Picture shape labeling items

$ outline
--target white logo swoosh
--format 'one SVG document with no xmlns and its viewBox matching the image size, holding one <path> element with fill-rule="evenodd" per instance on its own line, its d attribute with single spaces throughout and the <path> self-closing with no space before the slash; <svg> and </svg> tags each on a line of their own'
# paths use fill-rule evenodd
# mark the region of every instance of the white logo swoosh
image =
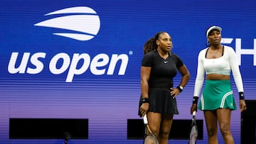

» What this task involves
Output every line of the records above as a numbered list, skipping any blank lines and leaving the pictures out.

» Expected output
1. $ outline
2. --target white logo swoosh
3. --format 'one SVG document with no xmlns and its viewBox matching the image size, holding one <path> element with fill-rule="evenodd" per instance on its own line, its d attribute with single spaces throughout and the <path> self-closing with no space before the slash; <svg> and </svg> tags each on a line of their own'
4. # paths use fill-rule evenodd
5. # mark the region of every instance of the white logo swoosh
6. image =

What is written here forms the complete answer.